> [RECORDS FOR PROCESSING]:
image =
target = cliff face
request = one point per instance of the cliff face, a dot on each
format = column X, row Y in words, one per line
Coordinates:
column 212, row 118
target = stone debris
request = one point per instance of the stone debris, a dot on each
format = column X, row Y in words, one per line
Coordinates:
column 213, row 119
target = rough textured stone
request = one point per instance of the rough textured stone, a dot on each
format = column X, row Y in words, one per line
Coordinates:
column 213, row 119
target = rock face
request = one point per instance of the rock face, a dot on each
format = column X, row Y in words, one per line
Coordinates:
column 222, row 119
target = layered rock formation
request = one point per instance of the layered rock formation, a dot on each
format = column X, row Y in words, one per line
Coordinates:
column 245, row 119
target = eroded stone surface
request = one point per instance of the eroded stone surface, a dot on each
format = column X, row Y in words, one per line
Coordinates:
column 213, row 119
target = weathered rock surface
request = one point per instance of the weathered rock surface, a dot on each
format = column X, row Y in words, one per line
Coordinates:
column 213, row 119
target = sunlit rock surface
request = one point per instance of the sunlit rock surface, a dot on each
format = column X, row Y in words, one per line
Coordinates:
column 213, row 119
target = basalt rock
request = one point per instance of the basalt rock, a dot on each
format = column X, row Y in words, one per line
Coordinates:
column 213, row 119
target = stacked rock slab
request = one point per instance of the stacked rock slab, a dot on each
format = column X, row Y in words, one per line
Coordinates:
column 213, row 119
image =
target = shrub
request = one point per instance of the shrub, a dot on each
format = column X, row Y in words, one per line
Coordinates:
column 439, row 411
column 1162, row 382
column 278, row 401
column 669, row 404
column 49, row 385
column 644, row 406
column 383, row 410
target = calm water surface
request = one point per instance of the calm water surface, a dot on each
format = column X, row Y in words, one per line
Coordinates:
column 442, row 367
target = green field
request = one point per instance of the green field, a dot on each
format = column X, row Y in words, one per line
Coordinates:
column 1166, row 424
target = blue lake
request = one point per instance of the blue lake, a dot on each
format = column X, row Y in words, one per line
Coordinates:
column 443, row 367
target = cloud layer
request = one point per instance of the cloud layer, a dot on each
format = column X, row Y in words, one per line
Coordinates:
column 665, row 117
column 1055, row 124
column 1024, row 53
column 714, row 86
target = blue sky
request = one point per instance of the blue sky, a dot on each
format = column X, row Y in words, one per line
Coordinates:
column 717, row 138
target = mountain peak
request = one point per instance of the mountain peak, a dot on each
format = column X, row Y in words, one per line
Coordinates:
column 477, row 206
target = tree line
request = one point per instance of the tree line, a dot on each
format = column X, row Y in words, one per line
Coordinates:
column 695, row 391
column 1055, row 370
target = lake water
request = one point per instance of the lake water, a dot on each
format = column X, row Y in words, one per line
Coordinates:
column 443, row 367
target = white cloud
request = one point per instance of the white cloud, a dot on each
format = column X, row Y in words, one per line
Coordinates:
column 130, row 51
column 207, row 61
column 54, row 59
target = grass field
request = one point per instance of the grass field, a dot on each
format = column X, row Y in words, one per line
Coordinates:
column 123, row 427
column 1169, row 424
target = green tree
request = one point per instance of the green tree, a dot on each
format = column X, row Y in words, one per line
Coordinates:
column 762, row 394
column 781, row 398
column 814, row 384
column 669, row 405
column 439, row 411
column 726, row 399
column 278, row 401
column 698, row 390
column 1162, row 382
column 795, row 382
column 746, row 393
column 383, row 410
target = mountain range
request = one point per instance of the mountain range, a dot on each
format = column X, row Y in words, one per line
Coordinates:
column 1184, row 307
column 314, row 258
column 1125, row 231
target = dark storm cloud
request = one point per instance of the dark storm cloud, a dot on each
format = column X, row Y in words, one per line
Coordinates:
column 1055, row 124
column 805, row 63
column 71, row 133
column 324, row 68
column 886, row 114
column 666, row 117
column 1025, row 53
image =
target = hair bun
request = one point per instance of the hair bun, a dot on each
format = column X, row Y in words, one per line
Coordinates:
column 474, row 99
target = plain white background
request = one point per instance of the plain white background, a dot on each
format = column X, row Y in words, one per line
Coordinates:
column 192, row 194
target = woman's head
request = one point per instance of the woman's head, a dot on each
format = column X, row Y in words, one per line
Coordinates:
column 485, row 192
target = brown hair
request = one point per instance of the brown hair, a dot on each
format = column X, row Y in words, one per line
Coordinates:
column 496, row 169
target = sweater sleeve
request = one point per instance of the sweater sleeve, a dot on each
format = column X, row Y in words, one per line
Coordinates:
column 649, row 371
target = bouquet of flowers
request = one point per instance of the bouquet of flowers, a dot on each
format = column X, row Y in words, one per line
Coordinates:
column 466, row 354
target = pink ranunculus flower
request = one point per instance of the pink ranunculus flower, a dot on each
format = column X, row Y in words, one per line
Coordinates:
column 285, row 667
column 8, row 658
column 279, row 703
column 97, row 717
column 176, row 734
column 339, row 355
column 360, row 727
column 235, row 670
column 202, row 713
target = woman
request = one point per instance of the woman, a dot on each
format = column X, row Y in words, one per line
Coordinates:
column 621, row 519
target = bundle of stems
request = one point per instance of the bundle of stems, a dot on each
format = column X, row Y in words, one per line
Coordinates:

> [TASK]: Print every row above again, line for line, with no changes.

> [SOLUTION]:
image =
target = cliff face
request = one point per instance of the cliff face, a dot on each
format = column X, row Y in words, one per line
Coordinates:
column 212, row 118
target = stone debris
request = one point per instance of the stone debris, a dot on each
format = column X, row Y in words, one per line
Coordinates:
column 213, row 119
target = rough textured stone
request = one point per instance of the rough textured stone, a dot on each
format = column X, row Y in words, one per line
Coordinates:
column 213, row 119
target = rock face
request = one point per instance of the rock face, a dot on each
format = column X, row Y in words, one per line
Coordinates:
column 222, row 119
target = layered rock formation
request = one point per instance of the layered rock formation, a dot on each
format = column X, row Y in words, one per line
Coordinates:
column 245, row 119
target = eroded stone surface
request = one point per instance of the eroded stone surface, a dot on each
format = column X, row Y in words, one per line
Coordinates:
column 213, row 119
target = weathered rock surface
request = one point per instance of the weathered rock surface, a dot on each
format = column X, row Y in words, one per line
Coordinates:
column 213, row 119
target = sunlit rock surface
request = one point per instance of the sunlit rock surface, a dot on each
format = column X, row Y in words, one per line
Coordinates:
column 213, row 119
target = basalt rock
request = one point per instance of the basalt rock, a dot on each
format = column X, row Y in words, one per line
Coordinates:
column 213, row 119
target = stacked rock slab
request = one point per instance of the stacked rock slab, a dot on each
format = column X, row Y in words, one per line
Coordinates:
column 213, row 119
image =
target = shrub
request = one point per instance of the shrub, a dot on each
format = column X, row Y in words, one per line
Coordinates:
column 439, row 411
column 1162, row 382
column 278, row 401
column 669, row 404
column 49, row 385
column 644, row 406
column 383, row 410
target = calm water surface
request = one point per instance of the calm water surface, a dot on each
format = column X, row Y in words, one per line
Coordinates:
column 442, row 367
target = green field
request = one point per instance of the green field, a dot on each
format = column X, row Y in words, one per line
Coordinates:
column 1166, row 424
target = blue lake
request = one point per instance of the blue lake, a dot on each
format = column X, row Y in words, one per line
Coordinates:
column 443, row 367
target = cloud layer
request = one point per instance of the cloud layer, a dot on each
format = column X, row Y in words, one per line
Coordinates:
column 665, row 117
column 1055, row 124
column 1024, row 53
column 714, row 86
target = blue sky
request = one point per instance of the blue sky, a dot on each
format = column X, row Y in words, one per line
Coordinates:
column 717, row 138
target = mountain peak
request = one point per instance of the mountain peak, a dot on each
format = column X, row Y in words, one per line
Coordinates:
column 477, row 206
target = tree line
request = one point per instance of the tree line, a dot on each
format = column X, row Y in words, one per line
Coordinates:
column 695, row 391
column 1055, row 370
target = lake water
request = one point per instance of the lake water, a dot on each
format = column X, row Y in words, one per line
Coordinates:
column 443, row 367
target = white cloud
request = one point per instance of the white cloud, a dot on each
format = column X, row Y in words, one per line
Coordinates:
column 130, row 51
column 207, row 61
column 54, row 59
target = grass field
request = one point per instance of the grass field, a dot on each
format = column X, row Y in words, one per line
Coordinates:
column 123, row 427
column 1169, row 424
target = green tree
request = one point per instance of the green tree, a dot on each
format = column X, row Y in words, one per line
Coordinates:
column 762, row 394
column 781, row 398
column 814, row 384
column 669, row 405
column 439, row 411
column 726, row 399
column 278, row 401
column 698, row 390
column 1162, row 382
column 795, row 382
column 746, row 393
column 383, row 410
target = mountain range
request = one point per instance of the mountain range, a dot on each
format = column X, row Y in words, one per line
Coordinates:
column 1184, row 307
column 314, row 258
column 1125, row 231
target = dark storm cloud
request = one point per instance of the dark storm cloud, a dot on each
format = column X, row Y in words, one per line
Coordinates:
column 1055, row 124
column 805, row 63
column 71, row 133
column 324, row 68
column 886, row 114
column 666, row 117
column 1025, row 53
image =
target = hair bun
request = one point per instance of the hair bun, a dot on each
format = column X, row Y in words, one per line
Coordinates:
column 474, row 99
target = plain white background
request = one point per instance of the plain white background, a dot on each
format = column X, row Y in words, one per line
Coordinates:
column 192, row 194
target = woman's head
request = one point per instance of the woman's head, a dot on each
format = column X, row Y in words, one per line
Coordinates:
column 485, row 192
target = brown hair
request = one point per instance of the brown hair, a dot on each
format = column X, row Y in words, one per line
Coordinates:
column 496, row 169
target = sweater sleeve
request = one point per instance of the sweater sleeve, a dot on each
format = column X, row Y in words, one per line
Coordinates:
column 649, row 371
target = bouquet of flowers
request = one point per instance of the bouquet of flowers, a dot on each
format = column X, row Y in words, one per line
Coordinates:
column 466, row 354
target = pink ranunculus flower
request = one point per instance of the pink ranunculus flower, a dot on each
format = column X, row Y in words, one per line
Coordinates:
column 285, row 667
column 8, row 658
column 279, row 703
column 97, row 717
column 176, row 734
column 339, row 355
column 360, row 727
column 235, row 670
column 202, row 713
target = woman
request = one point per instance of the woman, a dot on each
format = column X, row Y in words, one per line
Coordinates:
column 621, row 519
target = bundle of stems
request = one point per instance of the bundle of stems, a dot on each
format = column X, row Y in words, one per line
Coordinates:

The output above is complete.